_Set problem_
Format the items below as a JSON list of strings, with each line as its own string and blank lines left out.

▼

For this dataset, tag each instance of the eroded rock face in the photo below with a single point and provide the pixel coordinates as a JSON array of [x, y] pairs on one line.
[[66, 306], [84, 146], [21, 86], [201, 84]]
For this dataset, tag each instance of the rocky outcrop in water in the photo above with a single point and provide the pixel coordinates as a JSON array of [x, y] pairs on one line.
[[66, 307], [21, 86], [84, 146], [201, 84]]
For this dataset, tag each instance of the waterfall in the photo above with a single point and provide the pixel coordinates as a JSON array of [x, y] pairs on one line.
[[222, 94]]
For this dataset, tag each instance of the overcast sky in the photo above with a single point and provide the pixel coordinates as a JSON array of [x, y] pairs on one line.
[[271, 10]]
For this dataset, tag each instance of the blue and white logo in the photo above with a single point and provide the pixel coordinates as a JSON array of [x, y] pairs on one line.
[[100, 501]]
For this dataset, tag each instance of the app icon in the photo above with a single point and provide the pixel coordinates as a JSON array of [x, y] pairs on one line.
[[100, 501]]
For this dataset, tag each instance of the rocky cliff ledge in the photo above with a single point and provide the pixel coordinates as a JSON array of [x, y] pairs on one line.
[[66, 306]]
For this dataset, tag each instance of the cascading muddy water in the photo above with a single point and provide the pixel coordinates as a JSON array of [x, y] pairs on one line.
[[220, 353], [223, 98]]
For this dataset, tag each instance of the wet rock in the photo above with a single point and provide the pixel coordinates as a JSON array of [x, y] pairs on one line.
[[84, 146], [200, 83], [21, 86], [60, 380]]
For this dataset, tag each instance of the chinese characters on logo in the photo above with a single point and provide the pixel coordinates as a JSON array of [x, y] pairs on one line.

▲

_Response to this task_
[
  "For this dataset, tag each instance of the eroded rock face in the photo below with a single point and provide the pixel coordinates as a JSON array of [x, y] pairs on one line.",
  "[[66, 306], [84, 146], [21, 86], [201, 84]]",
  "For this dataset, tag each instance of the rocky outcrop in water in the photo above with a single point and provide the pixel coordinates as a JSON array of [x, y] pairs on one line.",
  "[[66, 307], [21, 86], [84, 146], [201, 84]]",
  "For this dataset, tag each instance of the waterfall in the photo above with a single point and provide the pixel coordinates as a JSON array of [x, y] pairs on one line.",
  "[[222, 94]]",
  "For this dataset, tag each instance of the overcast sky in the photo above with a single point and provide the pixel coordinates as a JSON array of [x, y] pairs on one line.",
  "[[271, 10]]",
  "For this dataset, tag each instance of the blue and white logo in the photo above with a single point and provide the pixel coordinates as a JSON array of [x, y] pairs on one line.",
  "[[100, 501]]",
  "For this dataset, tag each instance of the app icon in the photo above with a single point and provide the pixel coordinates as a JSON array of [x, y] pairs on one line.",
  "[[100, 501]]",
  "For this dataset, tag each instance of the rocky cliff ledge in the photo above with a single point and provide the pixel coordinates as a JSON array of [x, y] pairs on one line.",
  "[[66, 306]]",
  "For this dataset, tag each instance of the cascading muddy water in the photo above with a single point and provide the pixel coordinates as a JSON array of [x, y] pairs on one line.",
  "[[220, 353], [223, 98]]",
  "For this dataset, tag each instance of the wet rock in the photo above with a single point and provide the pixel coordinates as a JSON array of [x, y] pairs on one line.",
  "[[84, 146], [200, 83], [21, 86], [60, 380]]",
  "For this dataset, tag each instance of the chinese characters on logo in the photo above with a single point and provide the pixel coordinates as a JSON array of [x, y] pairs on one line."
]